> 발췌문
▽
100%|██████████| 477576/477576 [36:07<00:00, 220.35it/s]


transactions 병합 완료
members 병합 완료


100%|██████████| 476479/476479 [07:39<00:00, 1037.78it/s]


user_logs 병합 완료
train 병합 완료


# **훈련/테스트 데이터 분리, 스케일링, 오버 샘플링**

In [8]:
scale_columns = ['in_membership_days', 'discount', 'max_log_term',
                'per_25', 'per_25_75', 'per_100', 'seconds_per_song',
                'mean_seconds', 'after_regit_to_buy']
ct = ColumnTransformer([('scaling', StandardScaler(), scale_columns)],
                      remainder = 'passthrough')

def split_rescale_resample(data_target, ct, scaling = False, sel_dec = 'plain', resampling = 'plain'):
  # 훈련/테스트 데이터 분리
  input = data_target.iloc[:, 1:-1]
  target = data_target.iloc[:, -1]
  train_input, test_input, train_target, test_target = train_test_split(input, target, stratify = target, random_state = 42)

  # 스케일링 (훈련용 데이터에는 fit_transform, 테스트 데이터에는 transform)
  if scaling == False:
    pass
  elif scaling == True:
    train_input = pd.DataFrame(ct.fit_transform(train_input), columns = ct.get_feature_names_out())
    test_input = pd.DataFrame(ct.transform(test_input), columns = ct.get_feature_names_out())

  # sel_dec의 값에 따라 PCA 혹은 SelectKBest를 반영
  if sel_dec == 'plain':
    pass
  elif sel_dec == 'pca':
    pca = PCA(n_components = 0.90)
    train_input = pca.fit_transform(train_input)
    test_input = pca.transform(test_input)
  elif sel_dec == 'select':
    selector = SelectKBest(score_func = f_classif, k = 10)
    train_input = selector.fit_transform(train_input, train_target)
    test_input = selector.transform(test_input)

  # 리샘플링 (훈련용 데이터에만 적용)
△
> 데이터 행
▽
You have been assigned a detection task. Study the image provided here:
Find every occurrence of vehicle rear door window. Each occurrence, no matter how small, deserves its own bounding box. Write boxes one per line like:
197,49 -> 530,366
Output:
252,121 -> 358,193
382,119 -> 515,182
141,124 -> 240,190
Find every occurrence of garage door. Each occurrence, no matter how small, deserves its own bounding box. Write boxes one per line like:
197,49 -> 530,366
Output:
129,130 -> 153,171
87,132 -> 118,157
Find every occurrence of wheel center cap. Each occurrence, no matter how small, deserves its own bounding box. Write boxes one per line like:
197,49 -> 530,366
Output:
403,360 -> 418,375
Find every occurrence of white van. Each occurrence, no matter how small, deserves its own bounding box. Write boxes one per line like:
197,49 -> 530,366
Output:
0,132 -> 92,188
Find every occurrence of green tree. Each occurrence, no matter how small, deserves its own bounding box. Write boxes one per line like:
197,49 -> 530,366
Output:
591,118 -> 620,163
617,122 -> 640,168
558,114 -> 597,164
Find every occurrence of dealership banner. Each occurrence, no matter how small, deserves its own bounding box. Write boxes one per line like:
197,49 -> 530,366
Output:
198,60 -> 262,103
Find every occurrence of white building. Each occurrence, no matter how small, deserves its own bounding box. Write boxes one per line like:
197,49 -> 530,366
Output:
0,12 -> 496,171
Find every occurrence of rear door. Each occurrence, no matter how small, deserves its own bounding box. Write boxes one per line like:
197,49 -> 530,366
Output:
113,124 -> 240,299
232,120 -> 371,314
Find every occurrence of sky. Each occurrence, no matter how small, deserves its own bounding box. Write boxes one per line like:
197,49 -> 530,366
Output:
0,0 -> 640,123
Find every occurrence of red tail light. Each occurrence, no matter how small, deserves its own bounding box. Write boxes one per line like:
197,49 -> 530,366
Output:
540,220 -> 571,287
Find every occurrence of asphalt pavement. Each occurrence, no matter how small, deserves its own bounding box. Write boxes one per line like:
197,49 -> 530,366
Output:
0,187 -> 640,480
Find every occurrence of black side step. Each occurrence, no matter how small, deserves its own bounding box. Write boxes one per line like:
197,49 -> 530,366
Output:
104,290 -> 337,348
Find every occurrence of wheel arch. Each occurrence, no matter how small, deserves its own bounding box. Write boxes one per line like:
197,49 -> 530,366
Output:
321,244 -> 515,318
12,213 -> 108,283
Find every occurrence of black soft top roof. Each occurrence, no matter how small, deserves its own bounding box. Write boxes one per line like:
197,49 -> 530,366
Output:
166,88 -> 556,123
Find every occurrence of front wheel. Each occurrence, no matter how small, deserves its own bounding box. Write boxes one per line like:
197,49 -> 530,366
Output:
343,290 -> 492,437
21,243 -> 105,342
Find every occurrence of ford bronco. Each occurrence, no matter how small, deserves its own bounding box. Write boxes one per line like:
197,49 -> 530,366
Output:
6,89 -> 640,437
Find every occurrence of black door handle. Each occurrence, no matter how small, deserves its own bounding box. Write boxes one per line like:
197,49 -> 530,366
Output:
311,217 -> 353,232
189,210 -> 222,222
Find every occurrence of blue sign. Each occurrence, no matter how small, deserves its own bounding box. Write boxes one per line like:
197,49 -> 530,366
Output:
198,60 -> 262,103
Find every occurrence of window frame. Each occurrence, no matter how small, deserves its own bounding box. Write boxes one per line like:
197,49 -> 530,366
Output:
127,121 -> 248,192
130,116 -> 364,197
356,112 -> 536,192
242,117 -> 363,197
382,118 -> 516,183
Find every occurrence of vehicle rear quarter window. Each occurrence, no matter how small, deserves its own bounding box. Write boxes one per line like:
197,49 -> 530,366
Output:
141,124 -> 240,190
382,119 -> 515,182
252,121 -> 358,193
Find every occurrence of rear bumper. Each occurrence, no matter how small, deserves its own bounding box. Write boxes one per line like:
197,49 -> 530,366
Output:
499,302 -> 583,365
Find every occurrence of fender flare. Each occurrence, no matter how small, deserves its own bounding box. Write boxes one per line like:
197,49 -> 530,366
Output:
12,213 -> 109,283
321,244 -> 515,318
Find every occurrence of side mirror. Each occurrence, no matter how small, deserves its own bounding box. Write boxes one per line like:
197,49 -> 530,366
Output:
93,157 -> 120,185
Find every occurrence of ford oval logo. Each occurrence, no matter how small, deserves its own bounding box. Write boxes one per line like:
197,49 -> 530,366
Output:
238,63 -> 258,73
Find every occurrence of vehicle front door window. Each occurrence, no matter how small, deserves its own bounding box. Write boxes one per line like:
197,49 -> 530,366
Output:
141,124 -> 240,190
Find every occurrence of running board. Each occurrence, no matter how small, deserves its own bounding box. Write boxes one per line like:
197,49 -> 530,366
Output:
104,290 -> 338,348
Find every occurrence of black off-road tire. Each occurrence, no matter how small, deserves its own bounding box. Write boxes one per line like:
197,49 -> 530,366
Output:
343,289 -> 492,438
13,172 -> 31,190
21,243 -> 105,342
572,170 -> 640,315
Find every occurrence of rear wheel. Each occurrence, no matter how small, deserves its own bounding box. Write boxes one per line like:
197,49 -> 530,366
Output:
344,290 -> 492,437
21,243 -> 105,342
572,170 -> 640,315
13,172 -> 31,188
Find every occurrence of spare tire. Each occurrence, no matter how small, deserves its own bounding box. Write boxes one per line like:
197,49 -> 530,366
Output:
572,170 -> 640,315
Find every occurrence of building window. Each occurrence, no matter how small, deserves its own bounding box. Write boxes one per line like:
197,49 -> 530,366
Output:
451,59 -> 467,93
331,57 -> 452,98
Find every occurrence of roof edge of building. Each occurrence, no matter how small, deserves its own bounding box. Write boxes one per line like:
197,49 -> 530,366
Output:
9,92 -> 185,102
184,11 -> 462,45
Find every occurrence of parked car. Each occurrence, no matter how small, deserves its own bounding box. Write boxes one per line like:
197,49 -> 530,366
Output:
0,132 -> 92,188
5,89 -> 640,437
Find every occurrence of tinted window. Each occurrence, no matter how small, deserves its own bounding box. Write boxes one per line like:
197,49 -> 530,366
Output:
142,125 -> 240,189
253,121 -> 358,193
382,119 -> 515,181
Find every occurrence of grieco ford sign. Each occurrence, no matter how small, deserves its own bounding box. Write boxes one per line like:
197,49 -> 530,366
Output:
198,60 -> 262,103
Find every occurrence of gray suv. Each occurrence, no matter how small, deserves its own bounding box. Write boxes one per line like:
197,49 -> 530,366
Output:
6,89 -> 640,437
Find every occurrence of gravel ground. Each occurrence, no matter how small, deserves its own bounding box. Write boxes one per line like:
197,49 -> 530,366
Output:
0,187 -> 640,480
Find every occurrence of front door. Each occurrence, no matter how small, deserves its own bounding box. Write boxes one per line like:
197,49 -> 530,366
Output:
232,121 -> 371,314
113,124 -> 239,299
△
> 과제
1. 발췌문에서 sel_dec가 'pca'일 때 PCA의 n_components는 어떤 값으로 설정되나요?
2. 다음 진술 (a), (b), (c)가 발췌문과 맞는지 각각 예 또는 아니요로 답하고, 판단 근거가 되는 발췌문의 문구를 그대로 인용하세요.
(a) 스케일링 단계에서 테스트 데이터에는 fit_transform을 적용한다.
(b) SelectKBest는 k 값을 10으로 지정한다.
(c) 리샘플링은 테스트 데이터에도 적용한다.
3. 발췌문에서 "test_input = pd.DataFrame(ct.transform(test_input), columns"부터 아래로 "f_classif, k = 10)"까지 전부 그대로 옮겨 적어 주세요.
자료는 쓰지 않아도 됩니다.

> 과제 풀이
1. 0.90으로 설정됩니다.

2.
(a) 아니요: "훈련용 데이터에는 fit_transform, 테스트 데이터에는 transform"
(b) 예: "selector = SelectKBest(score_func = f_classif, k = 10)"
(c) 아니요: "리샘플링 (훈련용 데이터에만 적용)"

3.
test_input = pd.DataFrame(ct.transform(test_input), columns = ct.get_feature_names_out())

  # sel_dec의 값에 따라 PCA 혹은 SelectKBest를 반영
  if sel_dec == 'plain':
    pass
  elif sel_dec == 'pca':
    pca = PCA(n_components = 0.90)
    train_input = pca.fit_transform(train_input)
    test_input = pca.transform(test_input)
  elif sel_dec == 'select':
    selector = SelectKBest(score_func = f_classif, k = 10)